> Required work
Reproduce each line exactly. Skip none.

START Exercise data

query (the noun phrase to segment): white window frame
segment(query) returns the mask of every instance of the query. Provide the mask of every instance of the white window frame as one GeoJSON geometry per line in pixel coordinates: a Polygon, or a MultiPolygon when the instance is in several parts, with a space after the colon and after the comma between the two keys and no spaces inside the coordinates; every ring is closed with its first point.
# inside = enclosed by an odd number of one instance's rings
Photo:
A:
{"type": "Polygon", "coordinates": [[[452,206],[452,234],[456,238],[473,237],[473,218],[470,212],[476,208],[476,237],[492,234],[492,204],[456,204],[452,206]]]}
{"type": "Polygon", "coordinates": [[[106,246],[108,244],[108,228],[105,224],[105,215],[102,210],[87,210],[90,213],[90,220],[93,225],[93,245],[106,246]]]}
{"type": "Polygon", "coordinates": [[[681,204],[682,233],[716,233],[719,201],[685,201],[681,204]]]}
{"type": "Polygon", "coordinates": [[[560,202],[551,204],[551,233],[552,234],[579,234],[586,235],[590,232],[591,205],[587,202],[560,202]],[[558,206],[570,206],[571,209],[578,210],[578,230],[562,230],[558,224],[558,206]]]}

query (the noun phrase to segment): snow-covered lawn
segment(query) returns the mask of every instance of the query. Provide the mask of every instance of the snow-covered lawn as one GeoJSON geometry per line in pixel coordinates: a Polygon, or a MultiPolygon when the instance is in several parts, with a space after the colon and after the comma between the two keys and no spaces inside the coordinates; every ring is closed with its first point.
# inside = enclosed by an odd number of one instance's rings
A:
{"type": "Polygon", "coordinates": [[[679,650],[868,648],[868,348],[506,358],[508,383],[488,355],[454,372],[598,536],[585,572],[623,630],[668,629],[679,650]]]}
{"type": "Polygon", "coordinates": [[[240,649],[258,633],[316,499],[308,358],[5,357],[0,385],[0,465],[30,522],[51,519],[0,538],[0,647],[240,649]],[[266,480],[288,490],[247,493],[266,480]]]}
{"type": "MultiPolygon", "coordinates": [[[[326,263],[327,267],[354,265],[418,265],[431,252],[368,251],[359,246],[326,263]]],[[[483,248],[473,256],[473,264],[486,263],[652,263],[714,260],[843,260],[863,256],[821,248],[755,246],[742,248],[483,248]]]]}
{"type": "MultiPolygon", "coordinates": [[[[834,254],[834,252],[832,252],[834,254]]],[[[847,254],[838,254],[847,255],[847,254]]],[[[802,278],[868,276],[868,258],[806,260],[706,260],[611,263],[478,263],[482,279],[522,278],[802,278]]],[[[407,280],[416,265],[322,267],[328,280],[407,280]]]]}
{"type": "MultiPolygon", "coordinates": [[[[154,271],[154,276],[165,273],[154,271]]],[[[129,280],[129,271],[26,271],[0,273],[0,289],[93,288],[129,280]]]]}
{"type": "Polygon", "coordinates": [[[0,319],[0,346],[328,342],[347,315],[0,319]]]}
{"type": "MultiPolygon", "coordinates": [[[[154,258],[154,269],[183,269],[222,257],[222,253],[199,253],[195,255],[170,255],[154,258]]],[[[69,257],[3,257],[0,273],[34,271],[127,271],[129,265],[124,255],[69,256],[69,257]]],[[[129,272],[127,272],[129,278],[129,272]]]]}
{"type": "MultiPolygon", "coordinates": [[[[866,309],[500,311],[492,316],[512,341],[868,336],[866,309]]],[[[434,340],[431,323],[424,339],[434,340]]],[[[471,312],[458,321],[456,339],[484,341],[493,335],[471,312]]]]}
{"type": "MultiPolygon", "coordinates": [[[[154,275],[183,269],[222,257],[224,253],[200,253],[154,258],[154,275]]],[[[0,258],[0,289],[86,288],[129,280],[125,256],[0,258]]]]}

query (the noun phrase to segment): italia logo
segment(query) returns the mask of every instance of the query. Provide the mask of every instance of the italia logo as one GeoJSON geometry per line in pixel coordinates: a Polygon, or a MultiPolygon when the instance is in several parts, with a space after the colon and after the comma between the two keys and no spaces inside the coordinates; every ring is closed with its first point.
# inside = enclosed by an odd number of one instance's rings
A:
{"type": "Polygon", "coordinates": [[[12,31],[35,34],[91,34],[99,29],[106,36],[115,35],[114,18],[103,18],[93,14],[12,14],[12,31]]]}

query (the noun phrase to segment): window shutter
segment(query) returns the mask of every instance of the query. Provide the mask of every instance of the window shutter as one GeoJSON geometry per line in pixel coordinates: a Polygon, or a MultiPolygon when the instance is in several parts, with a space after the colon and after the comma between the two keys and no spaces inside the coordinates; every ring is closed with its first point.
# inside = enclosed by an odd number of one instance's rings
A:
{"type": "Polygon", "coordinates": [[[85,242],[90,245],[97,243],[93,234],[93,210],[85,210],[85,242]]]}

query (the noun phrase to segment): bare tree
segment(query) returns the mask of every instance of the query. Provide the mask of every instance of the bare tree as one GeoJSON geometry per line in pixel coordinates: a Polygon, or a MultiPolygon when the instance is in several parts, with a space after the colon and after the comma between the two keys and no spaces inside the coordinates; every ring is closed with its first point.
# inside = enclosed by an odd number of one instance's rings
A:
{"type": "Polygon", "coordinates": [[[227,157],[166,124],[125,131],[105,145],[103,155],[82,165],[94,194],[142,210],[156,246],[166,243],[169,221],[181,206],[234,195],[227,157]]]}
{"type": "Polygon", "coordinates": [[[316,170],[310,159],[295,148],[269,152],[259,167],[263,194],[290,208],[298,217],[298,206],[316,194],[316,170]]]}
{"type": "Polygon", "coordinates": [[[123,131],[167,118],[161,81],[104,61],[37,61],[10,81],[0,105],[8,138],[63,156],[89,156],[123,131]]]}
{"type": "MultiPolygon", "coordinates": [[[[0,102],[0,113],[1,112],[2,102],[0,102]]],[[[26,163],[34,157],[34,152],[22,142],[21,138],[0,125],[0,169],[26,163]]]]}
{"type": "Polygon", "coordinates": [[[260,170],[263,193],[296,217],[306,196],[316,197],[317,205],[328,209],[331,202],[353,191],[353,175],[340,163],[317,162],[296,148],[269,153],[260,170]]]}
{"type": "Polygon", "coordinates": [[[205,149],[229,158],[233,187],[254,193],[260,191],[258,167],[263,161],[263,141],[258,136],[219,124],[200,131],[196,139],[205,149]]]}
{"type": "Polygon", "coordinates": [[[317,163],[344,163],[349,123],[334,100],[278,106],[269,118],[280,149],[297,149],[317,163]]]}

END Exercise data

> Solution for this exercise
query (the noun phrase to segment): white window frame
segment(query) returns the mask of every instance of the query. Provide the mask of every instance of the white window frame as one GeoJSON geometry per line in pixel coordinates: a Polygon, or a MultiPolygon when the instance is in several parts, with a space after the colon and after the comma between the two keys and no spaces inside the coordinates; every ring is closed with its first point.
# inside = enclosed by an odd number of one instance's rings
Photo:
A:
{"type": "Polygon", "coordinates": [[[452,206],[452,234],[456,238],[473,237],[473,218],[470,212],[476,208],[476,237],[492,234],[492,204],[456,204],[452,206]]]}
{"type": "Polygon", "coordinates": [[[106,246],[108,244],[108,228],[105,224],[105,215],[102,210],[87,210],[90,213],[90,220],[93,225],[93,245],[106,246]]]}
{"type": "Polygon", "coordinates": [[[681,204],[682,233],[716,233],[719,201],[685,201],[681,204]]]}
{"type": "Polygon", "coordinates": [[[560,202],[551,204],[551,233],[552,234],[579,234],[586,235],[590,232],[591,205],[587,202],[560,202]],[[558,206],[570,206],[571,209],[578,210],[578,230],[562,230],[558,224],[558,206]]]}

query (the noun phrase to segment): snow-covered lawn
segment(query) returns the mask of every instance of the query. Provide the mask of every instance of the snow-covered lawn as one GeoJSON geometry per line in pixel coordinates: a Polygon, or a MultiPolygon when the instance is in several parts, with a space after the colon and after the comma between the two keys and no spaces inside the coordinates; every ring is closed with its first point.
# inside = enclosed by an odd number of one instance's rings
A:
{"type": "Polygon", "coordinates": [[[679,650],[868,648],[868,348],[506,358],[508,383],[488,355],[454,372],[598,536],[585,572],[623,630],[668,629],[679,650]]]}
{"type": "Polygon", "coordinates": [[[240,649],[258,633],[316,499],[308,358],[5,357],[0,385],[0,465],[30,522],[51,519],[0,538],[0,647],[240,649]],[[266,480],[288,490],[247,493],[266,480]]]}
{"type": "MultiPolygon", "coordinates": [[[[326,263],[327,267],[354,265],[418,265],[431,252],[368,251],[359,246],[326,263]]],[[[483,248],[473,256],[473,264],[486,263],[652,263],[714,260],[843,260],[863,256],[821,248],[755,246],[742,248],[483,248]]]]}
{"type": "MultiPolygon", "coordinates": [[[[834,254],[834,252],[832,252],[834,254]]],[[[847,254],[838,254],[847,255],[847,254]]],[[[802,278],[868,276],[868,258],[806,260],[706,260],[611,263],[478,263],[482,279],[522,278],[802,278]]],[[[407,280],[416,265],[322,267],[328,280],[407,280]]]]}
{"type": "MultiPolygon", "coordinates": [[[[154,271],[154,276],[165,273],[154,271]]],[[[129,280],[129,271],[26,271],[0,273],[0,289],[93,288],[129,280]]]]}
{"type": "Polygon", "coordinates": [[[0,319],[0,346],[328,342],[347,315],[0,319]]]}
{"type": "MultiPolygon", "coordinates": [[[[154,258],[154,269],[183,269],[222,257],[222,253],[199,253],[195,255],[170,255],[154,258]]],[[[69,257],[3,257],[0,273],[34,271],[127,271],[129,265],[124,255],[69,256],[69,257]]],[[[129,272],[127,272],[129,278],[129,272]]]]}
{"type": "MultiPolygon", "coordinates": [[[[866,309],[500,311],[492,316],[512,341],[868,336],[866,309]]],[[[434,340],[431,323],[424,339],[434,340]]],[[[471,312],[458,321],[456,339],[484,341],[493,335],[471,312]]]]}
{"type": "MultiPolygon", "coordinates": [[[[154,275],[183,269],[222,257],[224,253],[200,253],[154,258],[154,275]]],[[[0,258],[0,289],[86,288],[129,280],[125,256],[0,258]]]]}

query (the noun phrase to segment): italia logo
segment(query) returns the mask of every instance of the query. Provide the mask of every instance of the italia logo as one GeoJSON geometry per line in pixel coordinates: a Polygon, or a MultiPolygon when the instance is in several parts, with a space after the colon and after the comma between the two keys and no spaces inside the coordinates; every ring is closed with its first point.
# inside = enclosed by an odd number of one instance's rings
A:
{"type": "Polygon", "coordinates": [[[12,31],[35,34],[91,34],[99,29],[106,36],[115,35],[114,18],[103,18],[93,14],[12,14],[12,31]]]}

query (the noun phrase to segment): window shutter
segment(query) returns the mask of every instance of the query. Provide the mask of every instance of the window shutter as one GeoJSON geometry per line in pixel coordinates: a Polygon, or a MultiPolygon when the instance is in several parts, with a space after the colon and after the comma between the two keys and no spaces inside the coordinates; every ring is closed with its first point.
# inside = enclosed by an odd number of one instance's rings
A:
{"type": "Polygon", "coordinates": [[[85,242],[90,245],[97,243],[93,234],[93,210],[85,210],[85,242]]]}

query (the noun phrase to segment): bare tree
segment(query) returns the mask of every instance of the query. Provide the mask of every instance of the bare tree as one GeoJSON geometry per line in pixel coordinates: a Polygon, or a MultiPolygon when the instance is in several parts, with a space after the colon and after the comma between the two keys and no spaces inside the coordinates; every ring is closed with its first point.
# inside = enclosed by an odd number of one instance's rings
A:
{"type": "Polygon", "coordinates": [[[227,157],[166,124],[125,131],[105,145],[103,155],[82,165],[94,194],[142,210],[156,246],[166,243],[169,221],[181,206],[234,195],[227,157]]]}
{"type": "Polygon", "coordinates": [[[316,170],[310,159],[295,148],[269,152],[259,167],[263,194],[290,208],[298,217],[298,206],[316,194],[316,170]]]}
{"type": "Polygon", "coordinates": [[[123,131],[167,118],[161,81],[104,61],[37,61],[10,81],[0,105],[8,138],[63,156],[89,156],[123,131]]]}
{"type": "MultiPolygon", "coordinates": [[[[0,102],[0,113],[1,112],[2,102],[0,102]]],[[[26,163],[34,157],[34,152],[22,142],[21,138],[0,125],[0,169],[26,163]]]]}
{"type": "Polygon", "coordinates": [[[260,170],[263,193],[296,217],[306,196],[316,197],[317,205],[328,209],[331,202],[353,191],[353,175],[340,163],[317,162],[296,148],[269,153],[260,170]]]}
{"type": "Polygon", "coordinates": [[[205,149],[229,158],[233,187],[254,193],[260,191],[258,167],[263,161],[263,141],[258,136],[219,124],[200,131],[196,139],[205,149]]]}
{"type": "Polygon", "coordinates": [[[317,163],[344,163],[349,123],[334,100],[278,106],[269,118],[280,149],[297,149],[317,163]]]}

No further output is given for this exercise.